→ Exercise: Copy out the following rows word for word, keeping every line unchanged.

(Object detection data)
----------

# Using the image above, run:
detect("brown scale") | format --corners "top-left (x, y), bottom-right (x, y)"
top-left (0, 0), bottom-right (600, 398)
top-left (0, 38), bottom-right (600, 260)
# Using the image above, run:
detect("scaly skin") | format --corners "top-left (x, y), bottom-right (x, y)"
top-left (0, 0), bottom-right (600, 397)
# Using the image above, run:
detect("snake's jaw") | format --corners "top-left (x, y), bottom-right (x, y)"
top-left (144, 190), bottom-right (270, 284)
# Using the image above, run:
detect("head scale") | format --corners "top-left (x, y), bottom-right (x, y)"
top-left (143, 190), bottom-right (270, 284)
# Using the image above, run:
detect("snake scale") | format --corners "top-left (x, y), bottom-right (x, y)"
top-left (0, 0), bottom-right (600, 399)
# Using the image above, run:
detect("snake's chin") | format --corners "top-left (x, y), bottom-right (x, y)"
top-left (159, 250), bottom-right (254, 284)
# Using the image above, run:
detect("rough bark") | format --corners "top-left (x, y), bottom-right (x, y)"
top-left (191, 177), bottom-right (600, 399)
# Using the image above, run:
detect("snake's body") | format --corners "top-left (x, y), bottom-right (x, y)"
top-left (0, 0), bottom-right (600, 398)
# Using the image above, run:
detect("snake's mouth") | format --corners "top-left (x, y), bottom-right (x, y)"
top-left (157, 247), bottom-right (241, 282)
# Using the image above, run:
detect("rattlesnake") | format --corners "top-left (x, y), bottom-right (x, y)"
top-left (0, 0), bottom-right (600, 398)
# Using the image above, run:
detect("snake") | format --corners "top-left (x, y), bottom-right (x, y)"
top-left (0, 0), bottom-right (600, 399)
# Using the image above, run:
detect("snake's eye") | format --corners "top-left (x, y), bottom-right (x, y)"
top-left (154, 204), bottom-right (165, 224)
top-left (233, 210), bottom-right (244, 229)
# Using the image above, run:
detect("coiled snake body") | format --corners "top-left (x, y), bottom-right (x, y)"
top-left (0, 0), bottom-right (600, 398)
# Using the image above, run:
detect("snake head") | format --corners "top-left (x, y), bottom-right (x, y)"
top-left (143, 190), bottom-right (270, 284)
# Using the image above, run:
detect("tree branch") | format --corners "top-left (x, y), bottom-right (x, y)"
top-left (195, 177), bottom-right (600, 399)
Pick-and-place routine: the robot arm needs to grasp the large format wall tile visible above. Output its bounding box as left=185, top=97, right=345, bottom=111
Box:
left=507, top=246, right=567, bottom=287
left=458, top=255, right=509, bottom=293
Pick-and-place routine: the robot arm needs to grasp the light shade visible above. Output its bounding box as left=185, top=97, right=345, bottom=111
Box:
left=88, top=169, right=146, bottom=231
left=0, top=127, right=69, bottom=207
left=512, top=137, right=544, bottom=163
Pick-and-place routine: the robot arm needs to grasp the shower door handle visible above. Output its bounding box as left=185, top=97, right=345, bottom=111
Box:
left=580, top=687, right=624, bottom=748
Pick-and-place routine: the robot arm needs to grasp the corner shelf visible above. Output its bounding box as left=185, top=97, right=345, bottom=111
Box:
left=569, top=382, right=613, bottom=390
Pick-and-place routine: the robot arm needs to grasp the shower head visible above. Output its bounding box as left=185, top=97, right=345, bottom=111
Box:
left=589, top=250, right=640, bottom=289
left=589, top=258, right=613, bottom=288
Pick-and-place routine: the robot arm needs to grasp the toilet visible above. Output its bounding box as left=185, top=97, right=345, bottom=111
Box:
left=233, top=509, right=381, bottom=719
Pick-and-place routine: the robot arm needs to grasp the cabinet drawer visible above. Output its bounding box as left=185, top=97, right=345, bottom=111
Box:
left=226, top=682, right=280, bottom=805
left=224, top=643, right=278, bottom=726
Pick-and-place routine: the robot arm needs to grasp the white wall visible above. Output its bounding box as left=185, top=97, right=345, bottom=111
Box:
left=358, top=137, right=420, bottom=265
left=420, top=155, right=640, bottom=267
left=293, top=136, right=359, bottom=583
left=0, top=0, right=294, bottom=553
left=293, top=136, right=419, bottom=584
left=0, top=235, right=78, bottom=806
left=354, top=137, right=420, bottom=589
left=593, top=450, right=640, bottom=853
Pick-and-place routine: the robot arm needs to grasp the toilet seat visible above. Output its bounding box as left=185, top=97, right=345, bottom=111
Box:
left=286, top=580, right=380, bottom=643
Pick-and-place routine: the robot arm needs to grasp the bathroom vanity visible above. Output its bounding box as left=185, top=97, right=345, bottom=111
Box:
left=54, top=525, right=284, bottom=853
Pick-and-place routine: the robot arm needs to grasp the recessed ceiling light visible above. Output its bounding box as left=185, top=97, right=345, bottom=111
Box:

----------

→ Exercise output:
# Using the image above, run:
detect("brown scale") | format --corners "top-left (x, y), bottom-right (x, y)"
top-left (0, 0), bottom-right (600, 398)
top-left (0, 38), bottom-right (600, 260)
# Using the image above, run:
detect("scaly skin") | format --corners "top-left (x, y), bottom-right (x, y)"
top-left (0, 0), bottom-right (600, 397)
# Using the image above, run:
detect("snake's jaw") | format --corners "top-left (x, y), bottom-right (x, y)"
top-left (144, 190), bottom-right (270, 284)
# Using the image above, run:
detect("head scale") | format --corners "top-left (x, y), bottom-right (x, y)"
top-left (143, 190), bottom-right (270, 284)
# Using the image above, run:
detect("snake scale") | format --corners "top-left (x, y), bottom-right (x, y)"
top-left (0, 0), bottom-right (600, 399)
# Using the image above, run:
detect("snake's chin") | format --corners "top-left (x, y), bottom-right (x, y)"
top-left (159, 250), bottom-right (254, 284)
# Using the image above, run:
detect("rough bark") | format --corners "top-left (x, y), bottom-right (x, y)"
top-left (191, 177), bottom-right (600, 399)
# Using the image above, run:
detect("snake's body") | format --corners "top-left (x, y), bottom-right (x, y)"
top-left (0, 0), bottom-right (600, 398)
# Using the image above, run:
detect("snake's mouth") | format --corners "top-left (x, y), bottom-right (x, y)"
top-left (157, 247), bottom-right (241, 282)
# Using the image above, run:
detect("rattlesnake") | format --corners "top-left (x, y), bottom-right (x, y)"
top-left (0, 0), bottom-right (600, 398)
# Using the image above, run:
detect("snake") | format --corners "top-left (x, y), bottom-right (x, y)"
top-left (0, 0), bottom-right (600, 399)
# Using the image above, run:
detect("snake's eye") | format --corners "top-left (x, y), bottom-right (x, y)"
top-left (154, 204), bottom-right (165, 224)
top-left (233, 210), bottom-right (244, 229)
# Using the image above, run:
detect("coiled snake body") | format --corners "top-left (x, y), bottom-right (x, y)"
top-left (0, 0), bottom-right (600, 398)
# Using the image above, run:
detect("snake head") | format --corners "top-left (x, y), bottom-right (x, y)"
top-left (143, 190), bottom-right (270, 284)
# Using the image above, run:
detect("tree branch") | format --corners "top-left (x, y), bottom-right (x, y)"
top-left (195, 177), bottom-right (600, 399)
Pick-and-place routine: the robot arm needs to grasp the large format wall tile visible above. Output its bounding box as left=185, top=97, right=345, bottom=111
Box:
left=507, top=246, right=567, bottom=287
left=458, top=255, right=509, bottom=293
Pick-and-place routine: the robot arm needs to grasp the light shade visible above. Output its bounding box as left=185, top=97, right=345, bottom=111
Box:
left=88, top=169, right=146, bottom=231
left=0, top=127, right=69, bottom=207
left=512, top=137, right=544, bottom=163
Pick-and-place routine: the robot arm needs to grasp the shower door handle visible above. Output its bounding box as left=185, top=97, right=345, bottom=111
Box:
left=580, top=687, right=624, bottom=748
Pick-and-place routine: the robot arm needs to grasp the corner shelf visible above. Output its bounding box as left=185, top=97, right=345, bottom=111
Box:
left=569, top=382, right=613, bottom=390
Pick-and-place routine: the robot arm needs to grasp the shower head visible above. Output its bounding box as left=185, top=97, right=345, bottom=111
Box:
left=589, top=250, right=640, bottom=289
left=589, top=258, right=613, bottom=288
Pick-and-place routine: the robot arm needs to grasp the toilet visible above. Output its bounding box as left=185, top=97, right=345, bottom=111
Box:
left=233, top=509, right=381, bottom=719
Pick-and-place routine: the robot arm needs to grasp the cabinet drawer visible above. Output its bounding box as left=185, top=97, right=345, bottom=111
Box:
left=226, top=682, right=280, bottom=805
left=224, top=643, right=278, bottom=726
Pick-and-place routine: the robot arm needs to grasp the white wall visible above. Output its bounding box as left=185, top=97, right=345, bottom=111
Box:
left=358, top=137, right=420, bottom=265
left=420, top=155, right=640, bottom=267
left=293, top=136, right=359, bottom=583
left=0, top=0, right=294, bottom=553
left=293, top=136, right=419, bottom=584
left=0, top=235, right=78, bottom=806
left=354, top=137, right=420, bottom=589
left=593, top=450, right=640, bottom=853
Pick-and-place routine: the robot arm needs to grasp the toilet seat visible above. Output its bounding box as left=185, top=97, right=345, bottom=111
Box:
left=286, top=580, right=380, bottom=643
Pick-and-place routine: the robot arm needs to grasp the bathroom vanity visible above. Output its bounding box as left=185, top=97, right=345, bottom=111
Box:
left=54, top=525, right=284, bottom=853
Pick-and-place routine: the robot arm needs to grasp the recessed ceiling light visible above. Output its bounding box as left=185, top=97, right=345, bottom=111
Box:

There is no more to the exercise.